TASK GOAL: Reproduce every one of the items below word for word, with no changes.

SUPPLIED ENTRIES:
• • •

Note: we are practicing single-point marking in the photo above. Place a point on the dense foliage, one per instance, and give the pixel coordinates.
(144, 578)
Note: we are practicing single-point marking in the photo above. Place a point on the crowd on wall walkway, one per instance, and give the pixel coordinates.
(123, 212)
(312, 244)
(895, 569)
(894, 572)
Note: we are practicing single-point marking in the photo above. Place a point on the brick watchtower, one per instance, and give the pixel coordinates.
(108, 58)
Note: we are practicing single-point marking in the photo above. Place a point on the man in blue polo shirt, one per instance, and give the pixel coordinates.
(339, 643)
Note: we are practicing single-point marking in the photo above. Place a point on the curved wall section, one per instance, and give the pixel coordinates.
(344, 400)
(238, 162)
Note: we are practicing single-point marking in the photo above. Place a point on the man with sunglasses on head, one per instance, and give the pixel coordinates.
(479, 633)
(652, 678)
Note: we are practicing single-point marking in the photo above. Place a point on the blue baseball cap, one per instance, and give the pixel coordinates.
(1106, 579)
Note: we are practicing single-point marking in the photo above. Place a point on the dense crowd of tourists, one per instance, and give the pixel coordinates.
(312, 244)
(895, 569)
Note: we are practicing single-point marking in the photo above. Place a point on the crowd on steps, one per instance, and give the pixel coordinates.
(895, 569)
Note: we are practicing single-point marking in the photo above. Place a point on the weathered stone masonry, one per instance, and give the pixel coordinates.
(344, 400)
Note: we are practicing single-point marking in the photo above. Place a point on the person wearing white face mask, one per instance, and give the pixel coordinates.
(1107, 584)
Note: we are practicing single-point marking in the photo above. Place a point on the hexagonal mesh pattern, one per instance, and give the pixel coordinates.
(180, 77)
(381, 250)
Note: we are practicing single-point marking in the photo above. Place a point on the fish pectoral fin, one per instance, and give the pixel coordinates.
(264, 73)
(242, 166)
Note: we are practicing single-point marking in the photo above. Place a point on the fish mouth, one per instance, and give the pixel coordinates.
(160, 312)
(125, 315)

• • •

ANSWER:
Note: we are practicing single-point marking in the photo above. Place a point on the dense foliage, one per instance, and give the pixel coordinates.
(144, 578)
Note: we are practicing single-point marking in the photo above. Place a point on the crowd on wall walkway, one per instance, and give the pixel coordinates.
(123, 212)
(312, 244)
(895, 569)
(894, 572)
Note: we are practicing single-point marking in the photo above. Place a point on the brick watchtower, one per instance, and give the pixel coordinates.
(108, 58)
Note: we are practicing single-point marking in the photo above. Place a point on the man in blue polo shirt, one per instance, and give the pixel coordinates.
(339, 643)
Note: we are practicing single-point marking in the photo above. Place a point on the curved wall section, one per instance, and give the pixel coordinates.
(344, 400)
(238, 162)
Note: we are practicing single-point marking in the photo above. Place a point on the man with sunglasses on head, one per instance, and give the pixel coordinates.
(479, 633)
(652, 678)
Note: we are practicing single-point marking in the photo above. Place a point on the blue baseball cap, one per instance, and give the pixel coordinates.
(1106, 579)
Note: we are practicing single-point marking in the photo above. Place a point on the dense crowd of tourists, one per instance, and give the pixel coordinates.
(312, 244)
(895, 569)
Note: we are practicing single-point marking in the photo above. Place a point on the crowd on steps, one per instance, and give the pixel coordinates.
(895, 569)
Note: we are practicing single-point marking in the photo above. Place a point on the weathered stone masonry, one per instance, and give the pixel coordinates.
(344, 400)
Note: we are practicing single-point marking in the photo above. Place a point on the person wearing white face mask, one per instance, and give the pixel coordinates.
(1107, 584)
Note: we are practicing single-point marking in the photo above. Place a point on the hexagonal mesh pattern, one per instance, and give the pixel coordinates.
(180, 77)
(381, 250)
Note: we are practicing single-point marking in the photo above. Place a point on the fish pectoral fin, one per instance, and give the pixel coordinates.
(264, 73)
(242, 166)
Note: we are practicing single-point marking in the photo above. Place a point on the fish mouth, one per instance, and give the pixel coordinates.
(160, 312)
(125, 315)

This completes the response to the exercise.